• **Supplied material**
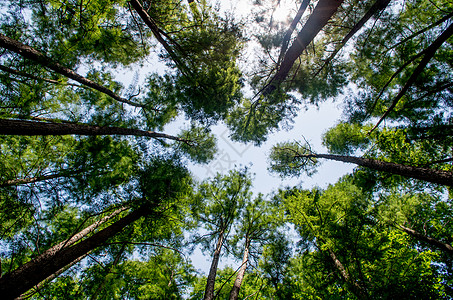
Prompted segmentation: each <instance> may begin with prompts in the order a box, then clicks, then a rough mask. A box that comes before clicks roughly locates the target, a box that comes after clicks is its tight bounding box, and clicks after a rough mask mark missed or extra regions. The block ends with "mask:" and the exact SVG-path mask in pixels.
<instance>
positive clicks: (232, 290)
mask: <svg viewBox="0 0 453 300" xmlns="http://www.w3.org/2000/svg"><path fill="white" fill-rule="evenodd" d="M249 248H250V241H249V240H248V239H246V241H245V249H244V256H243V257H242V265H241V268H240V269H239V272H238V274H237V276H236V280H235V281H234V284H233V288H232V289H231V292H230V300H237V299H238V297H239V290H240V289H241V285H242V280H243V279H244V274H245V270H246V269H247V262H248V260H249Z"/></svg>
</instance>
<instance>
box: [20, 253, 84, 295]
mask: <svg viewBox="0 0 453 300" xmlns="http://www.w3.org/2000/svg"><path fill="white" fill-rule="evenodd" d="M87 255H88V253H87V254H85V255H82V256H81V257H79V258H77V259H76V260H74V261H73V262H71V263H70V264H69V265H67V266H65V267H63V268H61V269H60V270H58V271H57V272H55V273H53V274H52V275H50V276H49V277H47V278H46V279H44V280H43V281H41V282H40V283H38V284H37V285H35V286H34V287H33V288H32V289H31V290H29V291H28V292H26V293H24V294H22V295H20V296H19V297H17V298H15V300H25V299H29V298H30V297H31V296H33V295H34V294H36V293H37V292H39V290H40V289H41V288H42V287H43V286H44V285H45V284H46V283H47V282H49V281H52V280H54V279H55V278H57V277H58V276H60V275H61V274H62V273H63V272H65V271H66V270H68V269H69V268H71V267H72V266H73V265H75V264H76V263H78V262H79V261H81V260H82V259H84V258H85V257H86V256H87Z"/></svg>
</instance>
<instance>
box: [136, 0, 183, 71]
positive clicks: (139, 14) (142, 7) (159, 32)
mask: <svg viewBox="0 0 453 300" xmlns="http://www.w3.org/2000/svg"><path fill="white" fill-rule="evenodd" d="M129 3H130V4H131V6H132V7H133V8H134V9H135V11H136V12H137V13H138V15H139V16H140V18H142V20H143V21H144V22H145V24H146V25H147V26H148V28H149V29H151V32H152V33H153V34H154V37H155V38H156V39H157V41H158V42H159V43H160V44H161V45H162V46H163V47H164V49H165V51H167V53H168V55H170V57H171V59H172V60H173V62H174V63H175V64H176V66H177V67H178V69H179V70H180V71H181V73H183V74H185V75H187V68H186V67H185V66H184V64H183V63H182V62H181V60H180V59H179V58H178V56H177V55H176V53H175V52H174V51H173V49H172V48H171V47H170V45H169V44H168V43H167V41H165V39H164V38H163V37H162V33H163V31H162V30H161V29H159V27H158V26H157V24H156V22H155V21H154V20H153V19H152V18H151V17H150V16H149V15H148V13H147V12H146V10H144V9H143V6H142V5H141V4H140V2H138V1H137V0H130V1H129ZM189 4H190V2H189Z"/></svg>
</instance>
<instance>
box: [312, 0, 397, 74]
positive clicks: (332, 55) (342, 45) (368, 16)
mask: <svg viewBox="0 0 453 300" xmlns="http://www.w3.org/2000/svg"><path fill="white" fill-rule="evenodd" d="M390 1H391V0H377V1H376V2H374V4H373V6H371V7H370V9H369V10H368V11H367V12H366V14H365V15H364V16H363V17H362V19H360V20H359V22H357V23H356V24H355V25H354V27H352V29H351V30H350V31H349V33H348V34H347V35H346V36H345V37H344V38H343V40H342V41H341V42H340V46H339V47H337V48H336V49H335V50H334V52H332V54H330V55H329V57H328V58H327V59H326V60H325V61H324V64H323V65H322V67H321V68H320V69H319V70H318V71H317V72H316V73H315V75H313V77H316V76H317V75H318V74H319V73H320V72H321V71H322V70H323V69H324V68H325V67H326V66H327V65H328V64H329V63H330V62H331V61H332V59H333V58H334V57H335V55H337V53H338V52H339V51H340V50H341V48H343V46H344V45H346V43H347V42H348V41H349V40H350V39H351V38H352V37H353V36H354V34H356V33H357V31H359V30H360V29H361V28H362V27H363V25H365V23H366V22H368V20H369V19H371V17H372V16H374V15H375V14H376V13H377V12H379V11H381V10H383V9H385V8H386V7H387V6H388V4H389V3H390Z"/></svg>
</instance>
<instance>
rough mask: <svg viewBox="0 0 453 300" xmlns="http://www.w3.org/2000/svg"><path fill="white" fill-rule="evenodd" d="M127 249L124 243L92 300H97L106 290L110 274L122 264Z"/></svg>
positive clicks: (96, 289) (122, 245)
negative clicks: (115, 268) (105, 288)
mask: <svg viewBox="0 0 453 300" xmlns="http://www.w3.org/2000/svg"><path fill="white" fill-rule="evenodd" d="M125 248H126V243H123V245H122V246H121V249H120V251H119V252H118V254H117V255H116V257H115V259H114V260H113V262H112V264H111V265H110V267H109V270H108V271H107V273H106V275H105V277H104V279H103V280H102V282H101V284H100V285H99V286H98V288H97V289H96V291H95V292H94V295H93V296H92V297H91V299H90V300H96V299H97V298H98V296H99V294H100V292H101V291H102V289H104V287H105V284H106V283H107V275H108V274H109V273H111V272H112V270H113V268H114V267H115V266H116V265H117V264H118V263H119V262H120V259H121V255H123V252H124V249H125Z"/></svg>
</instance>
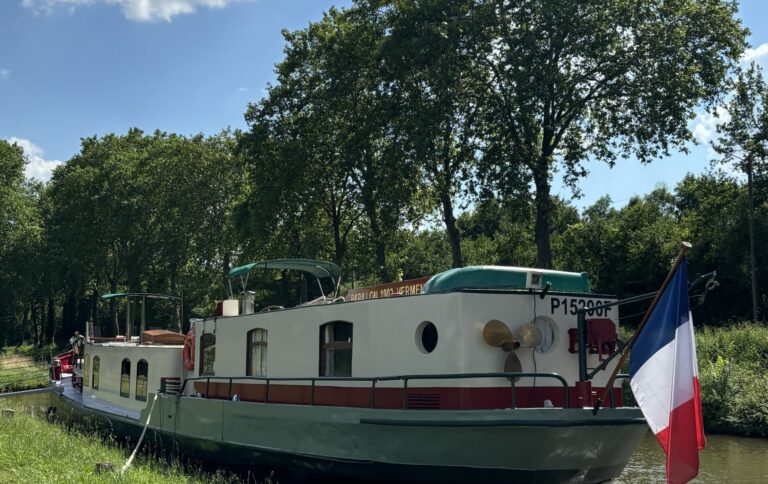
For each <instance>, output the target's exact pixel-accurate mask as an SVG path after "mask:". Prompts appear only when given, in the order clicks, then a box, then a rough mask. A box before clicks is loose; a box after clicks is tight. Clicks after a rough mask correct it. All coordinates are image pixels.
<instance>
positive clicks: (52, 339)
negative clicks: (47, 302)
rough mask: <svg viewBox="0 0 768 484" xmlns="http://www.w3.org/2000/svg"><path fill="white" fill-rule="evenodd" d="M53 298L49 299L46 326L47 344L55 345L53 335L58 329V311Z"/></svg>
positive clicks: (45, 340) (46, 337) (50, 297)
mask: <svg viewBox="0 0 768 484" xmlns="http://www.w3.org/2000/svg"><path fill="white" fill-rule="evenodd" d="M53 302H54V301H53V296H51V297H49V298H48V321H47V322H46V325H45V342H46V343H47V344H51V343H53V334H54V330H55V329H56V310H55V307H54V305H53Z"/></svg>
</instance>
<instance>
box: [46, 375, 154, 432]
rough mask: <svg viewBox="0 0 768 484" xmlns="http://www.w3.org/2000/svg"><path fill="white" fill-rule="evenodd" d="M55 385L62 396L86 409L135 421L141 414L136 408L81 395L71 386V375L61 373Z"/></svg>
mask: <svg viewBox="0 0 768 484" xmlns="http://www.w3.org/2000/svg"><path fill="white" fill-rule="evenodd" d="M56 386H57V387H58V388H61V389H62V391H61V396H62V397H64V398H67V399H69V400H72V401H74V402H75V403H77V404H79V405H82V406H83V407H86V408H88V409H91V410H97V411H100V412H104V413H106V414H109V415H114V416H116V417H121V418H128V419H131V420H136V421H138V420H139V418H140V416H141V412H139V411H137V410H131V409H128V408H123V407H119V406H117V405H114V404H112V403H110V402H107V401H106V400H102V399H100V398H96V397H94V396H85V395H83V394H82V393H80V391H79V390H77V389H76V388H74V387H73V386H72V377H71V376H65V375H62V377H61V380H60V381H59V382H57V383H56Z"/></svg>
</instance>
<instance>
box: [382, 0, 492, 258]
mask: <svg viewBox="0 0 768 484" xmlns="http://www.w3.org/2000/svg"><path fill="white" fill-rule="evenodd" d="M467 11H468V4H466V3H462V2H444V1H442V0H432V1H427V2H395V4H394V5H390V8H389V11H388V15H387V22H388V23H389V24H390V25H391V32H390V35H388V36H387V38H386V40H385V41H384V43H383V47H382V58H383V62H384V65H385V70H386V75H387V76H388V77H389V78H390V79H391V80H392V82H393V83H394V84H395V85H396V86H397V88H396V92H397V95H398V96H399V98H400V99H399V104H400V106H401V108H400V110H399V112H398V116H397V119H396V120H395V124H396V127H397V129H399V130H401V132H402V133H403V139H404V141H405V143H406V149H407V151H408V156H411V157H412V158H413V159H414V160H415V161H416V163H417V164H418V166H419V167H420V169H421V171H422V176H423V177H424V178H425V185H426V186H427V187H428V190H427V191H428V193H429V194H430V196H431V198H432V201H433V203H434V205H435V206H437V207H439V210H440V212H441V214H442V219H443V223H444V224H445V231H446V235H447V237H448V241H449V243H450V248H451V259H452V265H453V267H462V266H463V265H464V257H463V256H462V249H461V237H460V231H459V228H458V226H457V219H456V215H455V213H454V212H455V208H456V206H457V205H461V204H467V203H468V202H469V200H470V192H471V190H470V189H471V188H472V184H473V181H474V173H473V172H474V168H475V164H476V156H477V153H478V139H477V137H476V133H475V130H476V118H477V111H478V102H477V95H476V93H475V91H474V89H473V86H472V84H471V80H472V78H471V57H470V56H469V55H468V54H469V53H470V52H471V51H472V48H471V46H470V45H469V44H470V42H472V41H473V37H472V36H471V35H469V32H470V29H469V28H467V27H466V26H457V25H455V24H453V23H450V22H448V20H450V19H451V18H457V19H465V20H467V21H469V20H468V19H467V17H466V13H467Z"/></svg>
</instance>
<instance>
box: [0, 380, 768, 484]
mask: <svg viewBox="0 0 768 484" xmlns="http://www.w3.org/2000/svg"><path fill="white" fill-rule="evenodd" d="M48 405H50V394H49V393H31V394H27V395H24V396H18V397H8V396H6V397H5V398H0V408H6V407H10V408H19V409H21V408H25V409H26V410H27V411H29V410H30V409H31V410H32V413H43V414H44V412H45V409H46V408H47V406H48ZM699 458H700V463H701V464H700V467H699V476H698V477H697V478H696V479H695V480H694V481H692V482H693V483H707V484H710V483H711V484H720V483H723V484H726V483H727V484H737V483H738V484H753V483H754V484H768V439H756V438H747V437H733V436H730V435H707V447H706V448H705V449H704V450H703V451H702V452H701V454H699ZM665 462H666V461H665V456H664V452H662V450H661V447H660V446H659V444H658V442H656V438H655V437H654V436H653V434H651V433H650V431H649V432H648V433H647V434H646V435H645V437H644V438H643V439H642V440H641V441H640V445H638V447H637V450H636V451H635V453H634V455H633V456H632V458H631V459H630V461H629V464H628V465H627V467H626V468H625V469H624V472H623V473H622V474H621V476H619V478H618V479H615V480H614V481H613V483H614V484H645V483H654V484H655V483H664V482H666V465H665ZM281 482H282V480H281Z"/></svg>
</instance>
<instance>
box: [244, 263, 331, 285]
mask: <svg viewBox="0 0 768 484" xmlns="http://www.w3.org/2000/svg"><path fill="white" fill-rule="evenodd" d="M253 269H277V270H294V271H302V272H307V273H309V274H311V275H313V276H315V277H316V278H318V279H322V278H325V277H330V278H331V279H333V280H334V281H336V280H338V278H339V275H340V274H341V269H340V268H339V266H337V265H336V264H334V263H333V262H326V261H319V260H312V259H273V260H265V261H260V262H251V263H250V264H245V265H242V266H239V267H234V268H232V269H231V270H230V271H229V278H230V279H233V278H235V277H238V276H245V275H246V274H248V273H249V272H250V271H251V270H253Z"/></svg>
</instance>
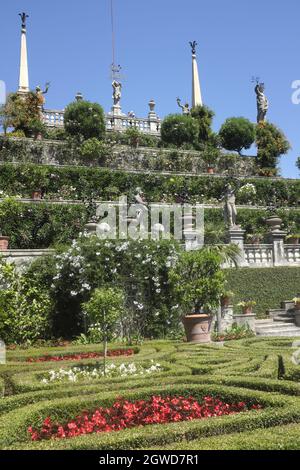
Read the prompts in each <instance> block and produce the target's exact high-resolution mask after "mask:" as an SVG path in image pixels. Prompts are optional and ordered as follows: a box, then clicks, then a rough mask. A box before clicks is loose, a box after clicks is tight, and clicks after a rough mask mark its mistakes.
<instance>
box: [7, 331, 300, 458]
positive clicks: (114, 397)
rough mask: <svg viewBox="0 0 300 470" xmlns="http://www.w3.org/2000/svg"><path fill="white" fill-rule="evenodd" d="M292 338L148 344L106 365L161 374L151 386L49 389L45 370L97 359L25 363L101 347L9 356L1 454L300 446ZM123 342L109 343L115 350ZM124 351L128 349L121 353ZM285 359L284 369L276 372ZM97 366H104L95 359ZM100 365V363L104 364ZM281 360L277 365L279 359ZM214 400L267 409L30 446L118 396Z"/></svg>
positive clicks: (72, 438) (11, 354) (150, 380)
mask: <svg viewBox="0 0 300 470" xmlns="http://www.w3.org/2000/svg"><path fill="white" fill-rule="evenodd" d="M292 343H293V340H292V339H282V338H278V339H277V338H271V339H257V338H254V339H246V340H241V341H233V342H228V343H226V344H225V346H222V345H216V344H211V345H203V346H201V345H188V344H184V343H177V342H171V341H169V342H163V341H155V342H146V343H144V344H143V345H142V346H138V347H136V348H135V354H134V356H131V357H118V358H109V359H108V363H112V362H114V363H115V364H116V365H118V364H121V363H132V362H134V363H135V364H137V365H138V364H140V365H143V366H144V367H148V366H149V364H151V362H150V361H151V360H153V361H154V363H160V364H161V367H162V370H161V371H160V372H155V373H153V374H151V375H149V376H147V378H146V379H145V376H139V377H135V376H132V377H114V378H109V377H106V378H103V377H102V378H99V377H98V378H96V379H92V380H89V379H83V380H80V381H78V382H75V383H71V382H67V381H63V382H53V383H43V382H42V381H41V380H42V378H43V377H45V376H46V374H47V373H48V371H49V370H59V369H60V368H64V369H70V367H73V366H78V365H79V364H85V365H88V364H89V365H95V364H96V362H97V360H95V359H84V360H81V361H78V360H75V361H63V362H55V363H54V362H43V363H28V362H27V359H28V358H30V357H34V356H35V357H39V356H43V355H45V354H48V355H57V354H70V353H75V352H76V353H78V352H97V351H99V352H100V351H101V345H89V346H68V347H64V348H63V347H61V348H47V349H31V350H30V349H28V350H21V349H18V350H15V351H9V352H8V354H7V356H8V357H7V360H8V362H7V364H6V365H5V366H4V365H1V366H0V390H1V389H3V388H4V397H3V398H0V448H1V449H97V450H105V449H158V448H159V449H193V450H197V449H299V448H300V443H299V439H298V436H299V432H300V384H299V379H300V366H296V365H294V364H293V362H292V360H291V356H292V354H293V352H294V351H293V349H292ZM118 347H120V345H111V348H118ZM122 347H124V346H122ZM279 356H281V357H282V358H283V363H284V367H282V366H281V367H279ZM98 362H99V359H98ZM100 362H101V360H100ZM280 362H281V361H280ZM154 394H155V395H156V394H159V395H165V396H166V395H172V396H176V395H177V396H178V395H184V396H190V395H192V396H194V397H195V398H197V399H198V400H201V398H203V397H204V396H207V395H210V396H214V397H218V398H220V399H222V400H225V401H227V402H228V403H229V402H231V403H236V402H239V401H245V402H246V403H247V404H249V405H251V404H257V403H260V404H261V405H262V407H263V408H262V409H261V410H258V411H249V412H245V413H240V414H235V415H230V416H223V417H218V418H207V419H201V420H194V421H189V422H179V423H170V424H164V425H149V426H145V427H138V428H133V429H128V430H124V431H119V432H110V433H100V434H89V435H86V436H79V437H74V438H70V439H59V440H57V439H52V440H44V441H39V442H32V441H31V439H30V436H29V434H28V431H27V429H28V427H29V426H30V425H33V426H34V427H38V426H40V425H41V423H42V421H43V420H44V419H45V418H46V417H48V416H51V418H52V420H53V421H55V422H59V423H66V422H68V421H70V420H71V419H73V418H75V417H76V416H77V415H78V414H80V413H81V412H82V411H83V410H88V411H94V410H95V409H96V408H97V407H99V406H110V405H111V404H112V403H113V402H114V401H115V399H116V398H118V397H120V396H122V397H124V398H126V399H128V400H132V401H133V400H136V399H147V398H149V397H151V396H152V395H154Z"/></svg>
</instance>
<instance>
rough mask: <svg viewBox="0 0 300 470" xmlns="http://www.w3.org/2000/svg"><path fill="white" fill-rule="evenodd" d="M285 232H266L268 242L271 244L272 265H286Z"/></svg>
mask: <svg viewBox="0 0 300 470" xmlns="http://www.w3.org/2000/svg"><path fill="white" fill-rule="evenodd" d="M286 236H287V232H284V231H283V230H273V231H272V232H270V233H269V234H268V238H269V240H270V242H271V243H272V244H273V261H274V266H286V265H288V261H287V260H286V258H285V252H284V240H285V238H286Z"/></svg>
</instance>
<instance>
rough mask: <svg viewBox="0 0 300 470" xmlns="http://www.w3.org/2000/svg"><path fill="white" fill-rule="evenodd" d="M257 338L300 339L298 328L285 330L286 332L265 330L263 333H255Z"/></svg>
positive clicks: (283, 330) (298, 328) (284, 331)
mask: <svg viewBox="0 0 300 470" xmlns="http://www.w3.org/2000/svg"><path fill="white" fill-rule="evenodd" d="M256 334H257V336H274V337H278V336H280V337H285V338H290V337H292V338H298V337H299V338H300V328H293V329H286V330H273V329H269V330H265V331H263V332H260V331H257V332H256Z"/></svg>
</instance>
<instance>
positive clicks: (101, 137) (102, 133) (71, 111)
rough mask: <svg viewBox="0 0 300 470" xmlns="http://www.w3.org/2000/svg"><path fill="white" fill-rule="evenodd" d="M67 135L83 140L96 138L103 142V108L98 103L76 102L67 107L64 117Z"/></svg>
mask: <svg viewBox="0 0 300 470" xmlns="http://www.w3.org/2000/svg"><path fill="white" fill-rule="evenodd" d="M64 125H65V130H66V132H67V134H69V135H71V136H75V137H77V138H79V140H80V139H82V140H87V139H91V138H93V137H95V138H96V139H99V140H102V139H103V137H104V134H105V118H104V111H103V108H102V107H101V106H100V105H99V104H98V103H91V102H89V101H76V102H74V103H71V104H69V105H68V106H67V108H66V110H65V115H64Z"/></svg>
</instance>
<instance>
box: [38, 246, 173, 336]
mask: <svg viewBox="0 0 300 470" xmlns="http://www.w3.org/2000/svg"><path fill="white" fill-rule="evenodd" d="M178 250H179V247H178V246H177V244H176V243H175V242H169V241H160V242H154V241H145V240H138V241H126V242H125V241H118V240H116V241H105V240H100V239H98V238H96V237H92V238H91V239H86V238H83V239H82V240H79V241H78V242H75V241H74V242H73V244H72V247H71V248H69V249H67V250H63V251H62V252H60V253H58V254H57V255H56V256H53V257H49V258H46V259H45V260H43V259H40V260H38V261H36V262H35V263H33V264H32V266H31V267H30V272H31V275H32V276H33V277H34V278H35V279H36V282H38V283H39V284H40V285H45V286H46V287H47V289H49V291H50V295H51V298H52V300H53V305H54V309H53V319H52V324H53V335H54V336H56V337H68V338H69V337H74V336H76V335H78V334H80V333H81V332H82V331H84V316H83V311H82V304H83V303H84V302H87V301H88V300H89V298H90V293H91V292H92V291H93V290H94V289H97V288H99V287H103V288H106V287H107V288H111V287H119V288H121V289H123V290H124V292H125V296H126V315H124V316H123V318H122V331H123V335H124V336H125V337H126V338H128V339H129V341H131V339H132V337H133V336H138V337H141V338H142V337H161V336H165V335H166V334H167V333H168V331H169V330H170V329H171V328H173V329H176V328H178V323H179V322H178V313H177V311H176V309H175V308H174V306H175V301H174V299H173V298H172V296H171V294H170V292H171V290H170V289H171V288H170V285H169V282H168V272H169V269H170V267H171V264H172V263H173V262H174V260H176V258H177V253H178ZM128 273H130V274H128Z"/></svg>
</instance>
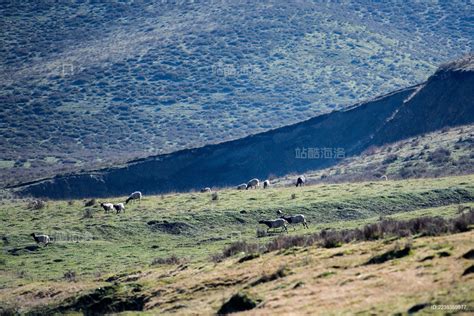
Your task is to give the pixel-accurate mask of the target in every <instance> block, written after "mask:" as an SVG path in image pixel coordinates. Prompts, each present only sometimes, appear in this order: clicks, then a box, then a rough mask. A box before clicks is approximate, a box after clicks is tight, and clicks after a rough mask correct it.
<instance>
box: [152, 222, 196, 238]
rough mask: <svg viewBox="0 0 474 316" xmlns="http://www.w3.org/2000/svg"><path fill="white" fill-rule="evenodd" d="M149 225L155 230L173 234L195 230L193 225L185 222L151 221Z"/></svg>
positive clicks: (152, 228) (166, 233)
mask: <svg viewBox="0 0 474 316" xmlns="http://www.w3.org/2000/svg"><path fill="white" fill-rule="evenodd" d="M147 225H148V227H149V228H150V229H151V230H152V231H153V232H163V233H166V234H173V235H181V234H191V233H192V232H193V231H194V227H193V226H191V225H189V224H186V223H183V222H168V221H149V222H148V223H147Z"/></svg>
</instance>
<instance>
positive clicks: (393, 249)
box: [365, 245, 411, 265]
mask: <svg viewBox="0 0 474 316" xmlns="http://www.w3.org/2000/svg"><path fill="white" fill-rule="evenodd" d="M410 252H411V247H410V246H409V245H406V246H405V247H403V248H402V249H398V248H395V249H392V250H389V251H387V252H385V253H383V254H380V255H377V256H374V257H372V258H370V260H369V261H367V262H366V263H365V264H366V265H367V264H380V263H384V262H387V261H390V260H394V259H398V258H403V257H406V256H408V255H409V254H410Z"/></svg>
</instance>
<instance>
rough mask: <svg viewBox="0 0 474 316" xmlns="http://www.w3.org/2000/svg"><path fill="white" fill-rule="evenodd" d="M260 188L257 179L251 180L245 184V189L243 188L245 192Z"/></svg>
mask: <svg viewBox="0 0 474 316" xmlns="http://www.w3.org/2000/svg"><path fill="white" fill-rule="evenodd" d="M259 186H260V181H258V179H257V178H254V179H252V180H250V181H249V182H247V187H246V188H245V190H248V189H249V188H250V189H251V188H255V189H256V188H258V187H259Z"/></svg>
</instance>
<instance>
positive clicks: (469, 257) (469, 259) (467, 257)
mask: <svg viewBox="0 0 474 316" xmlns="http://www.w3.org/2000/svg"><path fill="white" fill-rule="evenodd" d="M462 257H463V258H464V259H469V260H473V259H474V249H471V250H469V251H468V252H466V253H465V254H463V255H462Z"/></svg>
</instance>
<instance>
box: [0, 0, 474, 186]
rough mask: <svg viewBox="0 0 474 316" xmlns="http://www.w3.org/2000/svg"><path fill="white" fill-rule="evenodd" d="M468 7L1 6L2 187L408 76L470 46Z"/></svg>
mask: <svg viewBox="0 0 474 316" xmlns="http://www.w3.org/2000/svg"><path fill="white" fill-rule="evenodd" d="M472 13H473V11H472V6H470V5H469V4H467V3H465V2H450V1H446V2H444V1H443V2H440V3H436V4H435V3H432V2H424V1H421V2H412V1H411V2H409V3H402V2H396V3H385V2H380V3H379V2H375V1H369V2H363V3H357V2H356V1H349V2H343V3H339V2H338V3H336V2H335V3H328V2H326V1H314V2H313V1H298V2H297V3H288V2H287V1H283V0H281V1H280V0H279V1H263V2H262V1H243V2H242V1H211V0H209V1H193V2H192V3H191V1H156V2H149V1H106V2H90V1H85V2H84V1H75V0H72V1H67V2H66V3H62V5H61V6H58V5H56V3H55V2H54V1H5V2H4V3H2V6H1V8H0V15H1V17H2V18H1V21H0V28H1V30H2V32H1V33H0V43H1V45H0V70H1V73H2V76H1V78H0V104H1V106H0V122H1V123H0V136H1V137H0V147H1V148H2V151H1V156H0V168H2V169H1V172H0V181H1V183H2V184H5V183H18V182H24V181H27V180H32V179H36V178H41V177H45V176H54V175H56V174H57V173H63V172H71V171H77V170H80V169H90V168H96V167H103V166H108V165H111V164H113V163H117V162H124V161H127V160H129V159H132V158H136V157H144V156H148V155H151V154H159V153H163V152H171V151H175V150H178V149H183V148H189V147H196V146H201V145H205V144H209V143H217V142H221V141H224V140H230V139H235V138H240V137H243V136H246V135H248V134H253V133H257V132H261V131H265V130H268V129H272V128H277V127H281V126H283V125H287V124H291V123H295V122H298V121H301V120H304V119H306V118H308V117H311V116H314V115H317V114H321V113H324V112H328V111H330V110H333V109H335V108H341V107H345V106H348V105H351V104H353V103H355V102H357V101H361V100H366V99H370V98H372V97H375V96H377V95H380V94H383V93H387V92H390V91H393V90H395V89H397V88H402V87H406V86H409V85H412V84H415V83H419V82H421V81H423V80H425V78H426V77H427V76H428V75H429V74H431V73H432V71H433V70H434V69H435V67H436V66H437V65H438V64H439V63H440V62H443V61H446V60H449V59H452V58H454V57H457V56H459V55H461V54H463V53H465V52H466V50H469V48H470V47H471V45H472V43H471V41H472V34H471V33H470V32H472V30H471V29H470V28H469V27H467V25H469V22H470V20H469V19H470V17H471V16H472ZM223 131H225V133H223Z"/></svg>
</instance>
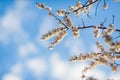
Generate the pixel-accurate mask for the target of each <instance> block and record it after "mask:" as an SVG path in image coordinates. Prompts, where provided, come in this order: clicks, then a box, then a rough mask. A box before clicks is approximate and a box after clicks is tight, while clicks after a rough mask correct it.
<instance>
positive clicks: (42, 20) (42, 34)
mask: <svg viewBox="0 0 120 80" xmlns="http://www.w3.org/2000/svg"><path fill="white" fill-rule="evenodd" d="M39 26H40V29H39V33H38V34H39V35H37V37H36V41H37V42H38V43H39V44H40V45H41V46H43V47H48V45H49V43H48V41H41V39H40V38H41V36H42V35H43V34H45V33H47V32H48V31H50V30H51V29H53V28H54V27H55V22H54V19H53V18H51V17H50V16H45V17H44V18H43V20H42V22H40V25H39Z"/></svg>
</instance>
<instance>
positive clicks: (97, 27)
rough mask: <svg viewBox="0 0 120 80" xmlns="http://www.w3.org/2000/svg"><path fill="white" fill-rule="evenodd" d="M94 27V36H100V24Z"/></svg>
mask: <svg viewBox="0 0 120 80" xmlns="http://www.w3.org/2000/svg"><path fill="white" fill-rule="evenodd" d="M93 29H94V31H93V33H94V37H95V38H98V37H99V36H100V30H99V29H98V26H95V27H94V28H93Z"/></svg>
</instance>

• **Exercise goal**
Rewrite the rows from the start through the line containing "positive clicks: (232, 290)", replacing "clicks" with "points" and leaving everything else unchanged. Leave the pictures out of your answer.

• **Exercise result**
Prompted segmentation: each <instance> may begin with prompts in the order a box, then points, then a rough mask. A box that comes before points roughly locates the target, a box that comes after points is its tight bounding box, and points after a rough mask mark missed or extra regions. The block ends with "mask:" and the exact SVG-path mask in pixels.
<instance>
positive points: (232, 290)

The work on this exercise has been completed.